(Document excerpt Opens)

Editor’s Note: The following remarks were delivered last week on the floor of the U.S. Senate.

Mr. President, I thank my colleague from Pennsylvania for addressing the topic of anti-Semitism and anti-Israelism expanding in the world. I have comments to add to this issue as
well.

This is a disheartening development that is taking place. We are seeing it. It is being documented. I say to my colleagues, if they are interested, I have ”The Rise of Anti-Israelism & Anti-Semitism” by Dr. Gary Tobin, Dr. Alexander Karp, and others. It is a good two, two and-a-half inches thick, documenting what is taking place in the world today. It is full of pictures and leaflets that are being distributed. Some of them are ghastly to look at. I do not want to show them on the Senate floor because they are so dark and evil and diabolical. But I think it is something for people to be able to see the documentation.

When I first heard about this developing, I said this can’t really take place now. We are sixty years out from Auschwitz. That is close enough. People are still alive who experienced this. Surely this does not happen in the world today. Yet it does. We need to identify it as evil and dark and wrong and castigate it and tell people this is wrong and stand up against it. And it is, unfortunately, well documented about what is taking place.

I particularly thank my colleague Senator Voinovich for his tireless work in promoting the Global Anti-Semitism Review Act of 2004 and pushing to identify and get at the roots of the issue.

In his book titled Never Again? The Threat of the New Anti-Semitism, the national director of the Anti-Defamation League, Abraham Foxman, likens anti-Semitism to a disease. He says:

“Like many diseases, it spreads from person to person. It can be inherited — not genetically, of course, but through the malign impact of a bigoted adult on his or her children and grandchildren. It can lie dormant within an individual, sowing symptoms only in times of stress. And at times when a community is vulnerable, it can spread rapidly, causing an outbreak that is equivalent to an epidemic.”

(Document excerpt Closes)
(Recorded information Opens)

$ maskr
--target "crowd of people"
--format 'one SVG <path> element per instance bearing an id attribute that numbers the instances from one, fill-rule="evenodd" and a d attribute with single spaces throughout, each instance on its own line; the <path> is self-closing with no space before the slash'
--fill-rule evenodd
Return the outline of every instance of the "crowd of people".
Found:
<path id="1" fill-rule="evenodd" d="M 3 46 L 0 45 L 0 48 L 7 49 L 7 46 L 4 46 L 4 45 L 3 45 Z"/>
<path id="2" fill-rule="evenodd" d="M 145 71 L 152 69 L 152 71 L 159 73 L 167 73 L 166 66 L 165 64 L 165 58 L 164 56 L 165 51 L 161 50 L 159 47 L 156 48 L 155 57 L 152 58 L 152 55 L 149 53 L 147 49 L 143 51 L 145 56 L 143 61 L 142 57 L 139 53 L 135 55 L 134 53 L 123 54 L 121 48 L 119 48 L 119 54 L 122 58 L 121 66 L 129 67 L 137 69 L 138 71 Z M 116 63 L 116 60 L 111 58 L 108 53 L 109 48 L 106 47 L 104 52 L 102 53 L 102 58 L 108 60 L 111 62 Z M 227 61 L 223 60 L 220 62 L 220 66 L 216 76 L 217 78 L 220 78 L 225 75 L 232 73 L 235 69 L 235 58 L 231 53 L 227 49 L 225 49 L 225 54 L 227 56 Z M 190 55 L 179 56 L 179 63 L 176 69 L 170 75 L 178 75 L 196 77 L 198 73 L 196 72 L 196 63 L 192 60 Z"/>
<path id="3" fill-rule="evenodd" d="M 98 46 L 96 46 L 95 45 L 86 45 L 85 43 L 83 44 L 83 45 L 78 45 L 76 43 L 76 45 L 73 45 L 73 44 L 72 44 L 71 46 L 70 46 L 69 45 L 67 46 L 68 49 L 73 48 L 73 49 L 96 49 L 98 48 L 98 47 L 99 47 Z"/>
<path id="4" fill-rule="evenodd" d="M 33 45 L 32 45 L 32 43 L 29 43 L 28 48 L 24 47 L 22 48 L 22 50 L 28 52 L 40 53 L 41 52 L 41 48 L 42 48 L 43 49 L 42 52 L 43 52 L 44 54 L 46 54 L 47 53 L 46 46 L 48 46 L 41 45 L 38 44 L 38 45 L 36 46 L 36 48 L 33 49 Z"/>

(Recorded information Closes)

| Activities |
1. In the Senate speech on anti-Semitism, how thick does the speaker say the book documenting the problem is?
2. Resume the Senate speech on anti-Semitism right after its last sentence.
The rows aren't needed for anything here.

| List of answers |
1. A good two to two and a half inches thick.

2.
We cannot tolerate further spread of this epidemic. Many of us here associate anti-Semitism with the hatred of Jews that hit Europe in the 1930’s and escalated to the genocidal measures of Adolph Hitler and the Nazis. However, as President Bush stated in a recent speech:

“…. Anti-Semitism is not a problem of the past; the hatred of Jews did not die in a Berlin bunker …. The demonization of Israel, the most extreme anti-Zionist rhetoric can be a flimsy cover for anti-Semitism, and contribute to an atmosphere of fear in which synagogues are desecrated, people are slandered, [and] folks are threatened ….”

This hatred of Israel and her people continues, endorsed and propagated by many states and their leaders.

In a time when we are concerned about terrorism and security, some might question the need to focus on a problem like anti-Semitism. The issues of terrorism and anti-Semitism are inseparably married, wedded by their intolerable hatred of Israel and Jews. They are joined together by their disgust for defenders of peace and democracy. The eerie and lasting relationship of state-sponsored terrorism and state-sponsored anti-Semitism is destroying hope of peace for future generations.

In the book I just referenced, the authors state:

” Terrorism has clearly been chosen and relied upon as a primary tactic by the world’s most vehement anti-Israelists and anti-Semites: despotic Arab dictatorships. Syria, Iran, Saudi Arabia, and Palestine are all led by those who have chosen to use fear and terror to weaken Israeli resolve.”

In the State Department’s Pattern of Global Terrorism report released in 2001, it certifies that:

“Iran’s involvement in terrorist-related activities remained focused on support for groups opposed to Israel and peace between Israel and its neighbors…. Supreme Leader Khamenei continued to refer to Israel as a ‘cancerous tumor’ that must be removed….”

The most recent report states that:

“During 2003, Iran maintained a high-profile role in encouraging anti-Israeli activity, both rhetorically and operationally…. Iran provided Lebanese Hizbullah and Palestinian rejectionist groups ? notably Hamas, the Palestine Islamic Jihad, and the Popular Front for the Liberation of Palestine-General Command – with funding, safe-haven, training, and weapons.”

That is from our own State Department.

We are living in a critical period of history. The war for civilization — and our very way of life — is being fought not only in Baghdad and Kabul, but it is being fought in Jerusalem a well, and has been for a long time. This battle pits democracy against totalitarianism. It pits
freedom against subjugation. It pits a culture that values life against a culture willing to throw it away with neither remorse nor regret.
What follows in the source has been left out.